------ Given records

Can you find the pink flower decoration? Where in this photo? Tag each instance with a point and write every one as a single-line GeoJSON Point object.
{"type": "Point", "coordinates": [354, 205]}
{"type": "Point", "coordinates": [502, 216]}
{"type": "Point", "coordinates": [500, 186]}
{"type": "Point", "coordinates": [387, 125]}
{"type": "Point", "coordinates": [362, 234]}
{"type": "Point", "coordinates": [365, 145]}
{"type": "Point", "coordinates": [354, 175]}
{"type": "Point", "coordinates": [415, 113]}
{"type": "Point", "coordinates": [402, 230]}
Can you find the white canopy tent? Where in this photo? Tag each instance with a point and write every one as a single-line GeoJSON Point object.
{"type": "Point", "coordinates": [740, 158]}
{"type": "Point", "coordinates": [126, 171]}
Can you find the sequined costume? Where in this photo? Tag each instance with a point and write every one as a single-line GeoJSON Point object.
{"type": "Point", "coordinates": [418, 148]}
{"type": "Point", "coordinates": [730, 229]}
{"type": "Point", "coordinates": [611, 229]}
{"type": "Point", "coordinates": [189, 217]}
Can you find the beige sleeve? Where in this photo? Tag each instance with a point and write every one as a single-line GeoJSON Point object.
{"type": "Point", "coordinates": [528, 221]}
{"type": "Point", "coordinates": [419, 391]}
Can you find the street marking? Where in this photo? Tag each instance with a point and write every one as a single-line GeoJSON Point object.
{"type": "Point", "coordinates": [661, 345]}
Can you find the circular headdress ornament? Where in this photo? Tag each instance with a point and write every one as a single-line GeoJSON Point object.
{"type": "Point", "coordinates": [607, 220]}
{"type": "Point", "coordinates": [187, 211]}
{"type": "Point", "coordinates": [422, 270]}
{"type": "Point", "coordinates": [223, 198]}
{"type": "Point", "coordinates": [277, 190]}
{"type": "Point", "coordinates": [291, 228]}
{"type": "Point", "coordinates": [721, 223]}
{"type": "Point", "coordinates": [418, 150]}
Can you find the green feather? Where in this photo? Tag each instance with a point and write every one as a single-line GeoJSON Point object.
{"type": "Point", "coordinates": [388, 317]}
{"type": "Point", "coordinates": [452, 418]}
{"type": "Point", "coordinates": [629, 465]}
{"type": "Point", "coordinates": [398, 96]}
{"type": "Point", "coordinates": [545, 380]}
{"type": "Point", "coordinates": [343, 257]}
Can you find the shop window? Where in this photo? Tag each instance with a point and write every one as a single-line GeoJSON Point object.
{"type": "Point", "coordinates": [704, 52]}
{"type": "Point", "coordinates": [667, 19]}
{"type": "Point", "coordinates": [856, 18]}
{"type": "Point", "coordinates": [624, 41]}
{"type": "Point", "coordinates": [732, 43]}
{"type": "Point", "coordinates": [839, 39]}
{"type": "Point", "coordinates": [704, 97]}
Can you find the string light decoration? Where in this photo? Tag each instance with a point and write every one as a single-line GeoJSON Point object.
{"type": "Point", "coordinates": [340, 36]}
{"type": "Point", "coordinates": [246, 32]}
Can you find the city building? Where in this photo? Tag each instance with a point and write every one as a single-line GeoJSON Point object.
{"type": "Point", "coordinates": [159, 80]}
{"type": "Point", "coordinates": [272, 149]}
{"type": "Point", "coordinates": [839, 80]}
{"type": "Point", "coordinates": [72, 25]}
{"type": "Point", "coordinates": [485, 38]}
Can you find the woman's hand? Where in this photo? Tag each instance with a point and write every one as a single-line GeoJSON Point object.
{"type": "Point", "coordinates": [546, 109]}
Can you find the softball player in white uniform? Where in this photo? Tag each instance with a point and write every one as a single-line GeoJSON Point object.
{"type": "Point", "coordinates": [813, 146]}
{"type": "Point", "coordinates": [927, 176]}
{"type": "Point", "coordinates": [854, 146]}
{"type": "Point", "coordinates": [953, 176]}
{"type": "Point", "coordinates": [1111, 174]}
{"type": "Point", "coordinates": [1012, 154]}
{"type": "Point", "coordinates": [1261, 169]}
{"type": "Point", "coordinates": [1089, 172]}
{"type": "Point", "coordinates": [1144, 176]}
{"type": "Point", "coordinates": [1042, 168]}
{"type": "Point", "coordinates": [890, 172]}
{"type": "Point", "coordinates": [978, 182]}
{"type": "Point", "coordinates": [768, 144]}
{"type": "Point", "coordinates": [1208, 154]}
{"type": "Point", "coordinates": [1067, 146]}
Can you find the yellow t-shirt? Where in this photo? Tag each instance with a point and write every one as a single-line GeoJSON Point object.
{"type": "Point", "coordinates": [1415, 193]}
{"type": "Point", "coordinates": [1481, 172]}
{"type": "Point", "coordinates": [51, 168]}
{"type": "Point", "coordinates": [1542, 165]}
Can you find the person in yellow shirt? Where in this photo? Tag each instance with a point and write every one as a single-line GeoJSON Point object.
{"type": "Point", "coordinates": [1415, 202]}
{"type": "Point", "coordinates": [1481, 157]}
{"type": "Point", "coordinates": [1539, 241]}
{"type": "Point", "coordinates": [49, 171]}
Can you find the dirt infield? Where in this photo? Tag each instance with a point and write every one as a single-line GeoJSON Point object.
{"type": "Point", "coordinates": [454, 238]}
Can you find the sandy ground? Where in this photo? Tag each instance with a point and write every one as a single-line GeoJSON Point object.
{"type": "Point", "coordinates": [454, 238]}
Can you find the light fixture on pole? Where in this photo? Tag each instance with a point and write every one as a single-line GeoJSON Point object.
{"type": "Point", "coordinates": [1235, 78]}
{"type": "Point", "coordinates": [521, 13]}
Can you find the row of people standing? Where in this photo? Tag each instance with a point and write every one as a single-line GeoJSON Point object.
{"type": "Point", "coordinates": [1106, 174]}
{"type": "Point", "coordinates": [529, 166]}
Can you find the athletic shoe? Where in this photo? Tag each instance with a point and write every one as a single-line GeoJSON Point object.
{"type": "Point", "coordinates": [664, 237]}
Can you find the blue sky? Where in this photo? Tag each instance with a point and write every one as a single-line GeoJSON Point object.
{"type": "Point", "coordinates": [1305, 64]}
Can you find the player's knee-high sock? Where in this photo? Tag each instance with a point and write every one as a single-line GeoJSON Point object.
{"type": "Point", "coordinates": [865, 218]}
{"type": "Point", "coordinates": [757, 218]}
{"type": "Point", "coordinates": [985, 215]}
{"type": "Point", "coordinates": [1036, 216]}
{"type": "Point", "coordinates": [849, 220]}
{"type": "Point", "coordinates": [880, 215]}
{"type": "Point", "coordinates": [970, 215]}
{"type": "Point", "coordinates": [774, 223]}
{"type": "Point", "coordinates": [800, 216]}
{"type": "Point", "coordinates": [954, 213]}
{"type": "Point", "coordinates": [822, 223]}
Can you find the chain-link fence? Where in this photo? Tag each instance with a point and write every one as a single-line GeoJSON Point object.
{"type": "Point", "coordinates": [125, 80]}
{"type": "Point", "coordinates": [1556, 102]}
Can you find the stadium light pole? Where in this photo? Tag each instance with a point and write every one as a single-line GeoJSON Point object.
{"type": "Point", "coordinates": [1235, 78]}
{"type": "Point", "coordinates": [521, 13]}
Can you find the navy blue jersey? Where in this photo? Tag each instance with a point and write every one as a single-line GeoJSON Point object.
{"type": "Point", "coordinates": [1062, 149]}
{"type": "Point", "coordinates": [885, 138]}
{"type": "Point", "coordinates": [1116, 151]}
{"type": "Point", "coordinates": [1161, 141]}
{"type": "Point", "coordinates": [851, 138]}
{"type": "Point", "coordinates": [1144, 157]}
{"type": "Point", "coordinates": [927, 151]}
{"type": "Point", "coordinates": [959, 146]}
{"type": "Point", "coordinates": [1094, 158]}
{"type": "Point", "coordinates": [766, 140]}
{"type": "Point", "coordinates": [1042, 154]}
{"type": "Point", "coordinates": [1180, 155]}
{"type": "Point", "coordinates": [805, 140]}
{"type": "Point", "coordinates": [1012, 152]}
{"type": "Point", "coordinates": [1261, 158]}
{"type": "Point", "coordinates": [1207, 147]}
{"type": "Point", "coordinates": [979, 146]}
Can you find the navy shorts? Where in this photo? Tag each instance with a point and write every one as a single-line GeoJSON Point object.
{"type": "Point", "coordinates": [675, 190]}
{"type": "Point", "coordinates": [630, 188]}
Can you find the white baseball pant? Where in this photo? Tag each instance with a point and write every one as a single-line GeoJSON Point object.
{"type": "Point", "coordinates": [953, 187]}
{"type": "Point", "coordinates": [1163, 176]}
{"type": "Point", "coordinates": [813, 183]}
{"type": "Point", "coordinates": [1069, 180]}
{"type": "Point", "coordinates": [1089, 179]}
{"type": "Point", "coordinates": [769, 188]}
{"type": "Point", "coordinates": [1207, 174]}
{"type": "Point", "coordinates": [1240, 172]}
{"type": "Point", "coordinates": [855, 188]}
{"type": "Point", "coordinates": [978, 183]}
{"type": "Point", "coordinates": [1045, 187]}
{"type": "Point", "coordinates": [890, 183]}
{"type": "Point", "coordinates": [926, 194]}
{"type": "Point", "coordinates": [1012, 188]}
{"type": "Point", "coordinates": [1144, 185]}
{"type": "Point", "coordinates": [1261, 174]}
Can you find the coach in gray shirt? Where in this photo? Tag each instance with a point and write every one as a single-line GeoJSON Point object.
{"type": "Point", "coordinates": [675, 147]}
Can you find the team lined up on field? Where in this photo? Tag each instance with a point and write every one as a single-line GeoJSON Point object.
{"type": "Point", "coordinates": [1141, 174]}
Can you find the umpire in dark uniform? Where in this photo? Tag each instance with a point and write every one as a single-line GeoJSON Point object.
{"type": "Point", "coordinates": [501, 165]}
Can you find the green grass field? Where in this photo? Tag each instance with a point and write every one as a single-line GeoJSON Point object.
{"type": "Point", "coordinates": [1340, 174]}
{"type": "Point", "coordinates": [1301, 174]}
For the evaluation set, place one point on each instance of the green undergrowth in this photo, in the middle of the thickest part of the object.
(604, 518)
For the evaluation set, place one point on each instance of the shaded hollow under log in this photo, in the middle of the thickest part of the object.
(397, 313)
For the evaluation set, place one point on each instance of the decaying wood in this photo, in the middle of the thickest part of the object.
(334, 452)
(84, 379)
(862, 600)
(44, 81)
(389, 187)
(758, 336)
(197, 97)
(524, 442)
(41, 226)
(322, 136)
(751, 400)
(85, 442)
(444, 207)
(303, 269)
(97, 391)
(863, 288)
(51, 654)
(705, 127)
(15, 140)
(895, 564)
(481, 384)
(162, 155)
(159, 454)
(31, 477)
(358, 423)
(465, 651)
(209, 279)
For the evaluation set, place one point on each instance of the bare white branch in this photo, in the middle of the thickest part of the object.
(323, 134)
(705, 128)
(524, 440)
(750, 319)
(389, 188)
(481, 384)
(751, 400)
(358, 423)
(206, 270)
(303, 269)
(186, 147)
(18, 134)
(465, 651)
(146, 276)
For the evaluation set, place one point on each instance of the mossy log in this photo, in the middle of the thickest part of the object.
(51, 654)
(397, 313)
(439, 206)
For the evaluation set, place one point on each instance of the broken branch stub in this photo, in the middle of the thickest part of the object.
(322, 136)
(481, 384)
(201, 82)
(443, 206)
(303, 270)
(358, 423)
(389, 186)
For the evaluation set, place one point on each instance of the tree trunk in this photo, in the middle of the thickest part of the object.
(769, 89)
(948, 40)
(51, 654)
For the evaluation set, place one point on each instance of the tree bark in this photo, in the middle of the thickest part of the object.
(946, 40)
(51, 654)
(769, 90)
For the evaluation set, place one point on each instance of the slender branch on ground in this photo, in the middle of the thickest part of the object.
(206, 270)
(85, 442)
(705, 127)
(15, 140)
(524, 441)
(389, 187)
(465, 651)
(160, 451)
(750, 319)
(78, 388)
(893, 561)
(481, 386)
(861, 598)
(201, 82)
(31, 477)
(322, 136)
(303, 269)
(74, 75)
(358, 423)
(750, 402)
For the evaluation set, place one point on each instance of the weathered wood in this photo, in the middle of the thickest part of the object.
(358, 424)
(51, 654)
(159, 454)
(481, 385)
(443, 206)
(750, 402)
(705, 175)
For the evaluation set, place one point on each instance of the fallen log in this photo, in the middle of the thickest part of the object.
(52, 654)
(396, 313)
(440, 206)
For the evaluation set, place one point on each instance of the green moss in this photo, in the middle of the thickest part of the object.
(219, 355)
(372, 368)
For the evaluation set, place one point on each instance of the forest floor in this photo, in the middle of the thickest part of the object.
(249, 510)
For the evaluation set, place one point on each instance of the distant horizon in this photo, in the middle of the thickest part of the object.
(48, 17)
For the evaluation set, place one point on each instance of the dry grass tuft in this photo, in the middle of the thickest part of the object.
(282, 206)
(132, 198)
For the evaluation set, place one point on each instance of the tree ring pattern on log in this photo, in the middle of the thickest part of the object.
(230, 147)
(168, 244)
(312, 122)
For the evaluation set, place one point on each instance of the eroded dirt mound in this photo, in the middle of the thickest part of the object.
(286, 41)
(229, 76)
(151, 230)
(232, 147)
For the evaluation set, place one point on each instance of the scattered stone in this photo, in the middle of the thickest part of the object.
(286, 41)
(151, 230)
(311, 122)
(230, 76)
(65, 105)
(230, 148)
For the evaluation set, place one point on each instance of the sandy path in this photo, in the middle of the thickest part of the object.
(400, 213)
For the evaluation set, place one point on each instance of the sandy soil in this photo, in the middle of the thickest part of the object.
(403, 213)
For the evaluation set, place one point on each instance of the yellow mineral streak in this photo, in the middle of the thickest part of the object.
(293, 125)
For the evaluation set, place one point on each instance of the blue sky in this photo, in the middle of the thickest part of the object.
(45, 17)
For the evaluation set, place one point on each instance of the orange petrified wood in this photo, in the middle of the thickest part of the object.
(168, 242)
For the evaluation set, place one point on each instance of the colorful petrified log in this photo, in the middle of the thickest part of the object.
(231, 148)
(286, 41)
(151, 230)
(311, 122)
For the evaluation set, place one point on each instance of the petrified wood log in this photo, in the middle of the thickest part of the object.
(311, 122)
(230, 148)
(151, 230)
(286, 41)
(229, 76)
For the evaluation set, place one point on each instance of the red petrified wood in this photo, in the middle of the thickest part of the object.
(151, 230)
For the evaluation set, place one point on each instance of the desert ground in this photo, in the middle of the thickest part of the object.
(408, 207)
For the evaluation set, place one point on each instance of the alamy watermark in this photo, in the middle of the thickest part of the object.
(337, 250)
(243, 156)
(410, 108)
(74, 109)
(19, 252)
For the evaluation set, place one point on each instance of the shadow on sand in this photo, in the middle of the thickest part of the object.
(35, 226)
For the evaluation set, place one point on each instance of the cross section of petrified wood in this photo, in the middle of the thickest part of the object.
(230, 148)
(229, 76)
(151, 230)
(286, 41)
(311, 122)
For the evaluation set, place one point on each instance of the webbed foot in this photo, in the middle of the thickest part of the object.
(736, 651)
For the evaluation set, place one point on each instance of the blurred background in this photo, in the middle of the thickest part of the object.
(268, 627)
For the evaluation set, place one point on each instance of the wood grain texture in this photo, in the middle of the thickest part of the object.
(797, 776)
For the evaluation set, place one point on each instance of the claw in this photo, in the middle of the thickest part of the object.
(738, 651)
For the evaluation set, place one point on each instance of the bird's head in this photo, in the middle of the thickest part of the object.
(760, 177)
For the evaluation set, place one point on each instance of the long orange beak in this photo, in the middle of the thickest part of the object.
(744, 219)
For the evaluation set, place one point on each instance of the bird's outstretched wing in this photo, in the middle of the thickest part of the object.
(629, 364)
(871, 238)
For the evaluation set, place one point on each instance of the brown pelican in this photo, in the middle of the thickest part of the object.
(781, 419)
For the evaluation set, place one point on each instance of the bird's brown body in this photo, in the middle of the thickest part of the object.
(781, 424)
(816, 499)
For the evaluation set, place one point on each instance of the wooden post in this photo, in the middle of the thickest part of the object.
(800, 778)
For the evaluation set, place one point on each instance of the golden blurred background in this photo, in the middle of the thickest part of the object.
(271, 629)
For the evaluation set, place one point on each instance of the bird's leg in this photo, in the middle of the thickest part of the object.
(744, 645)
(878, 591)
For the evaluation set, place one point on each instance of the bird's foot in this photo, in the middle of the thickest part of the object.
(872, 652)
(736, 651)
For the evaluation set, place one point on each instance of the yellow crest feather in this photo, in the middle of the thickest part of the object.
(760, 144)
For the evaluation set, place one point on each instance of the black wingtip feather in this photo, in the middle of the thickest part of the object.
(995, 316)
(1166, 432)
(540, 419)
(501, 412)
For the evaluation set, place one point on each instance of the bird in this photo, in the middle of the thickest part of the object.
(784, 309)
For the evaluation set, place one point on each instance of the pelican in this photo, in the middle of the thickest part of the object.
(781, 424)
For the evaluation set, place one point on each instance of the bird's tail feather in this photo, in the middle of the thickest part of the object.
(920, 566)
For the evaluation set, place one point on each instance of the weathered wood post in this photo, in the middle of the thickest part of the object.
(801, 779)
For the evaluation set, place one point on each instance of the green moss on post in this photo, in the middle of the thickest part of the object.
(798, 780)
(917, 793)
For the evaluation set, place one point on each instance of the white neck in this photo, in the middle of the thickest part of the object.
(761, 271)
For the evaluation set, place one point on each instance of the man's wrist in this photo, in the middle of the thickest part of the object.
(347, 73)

------------

### Your task
Reproduce the lines from the one containing "of the golden" to the end of the entries, keeping both ends and adding nothing.

### Exercise result
For the evaluation set, place one point on each instance of the golden blurred background in this photo, in the middle of the thickest part of the object.
(271, 629)
For the evaluation set, place one point on each instance of the bird's leg in this photo, in the middle of the thickest part of the object.
(744, 645)
(878, 591)
For the evaluation set, place one point on each instance of the bird's foot in this photo, in the middle of the thickest part of the object.
(872, 652)
(736, 651)
For the evaluation set, place one point on each instance of the yellow crest feather in this photo, in the middle of the thickest part of the object.
(760, 144)
For the evaluation set, place one point on each instance of the black wingtip feather in this photo, in the middle of the thickest part of the object.
(995, 316)
(1166, 432)
(540, 419)
(501, 412)
For the evaluation set, place one point on each instance of the bird in this photo, in the middle of the thickest part of the object.
(784, 309)
For the evaluation set, place one point on each instance of the pelican in this photo, in the middle of the thickest part of the object.
(781, 424)
For the evaluation set, place one point on each instance of the bird's tail feather in this photo, in the middle of the thickest part of the object.
(920, 566)
For the evaluation set, place one point on each instance of the weathered wood post in this photo, in the middle of the thickest part of the object.
(801, 779)
For the evaluation set, place one point on each instance of the green moss on post in this photo, in the middle of the thickest part of the object.
(798, 780)
(917, 793)
For the evaluation set, place one point on each instance of the white neck in this photo, in the middle of the thickest part of the object.
(761, 271)
For the evaluation set, place one point on each instance of the man's wrist in this photo, in the middle of the thickest part of the object.
(347, 73)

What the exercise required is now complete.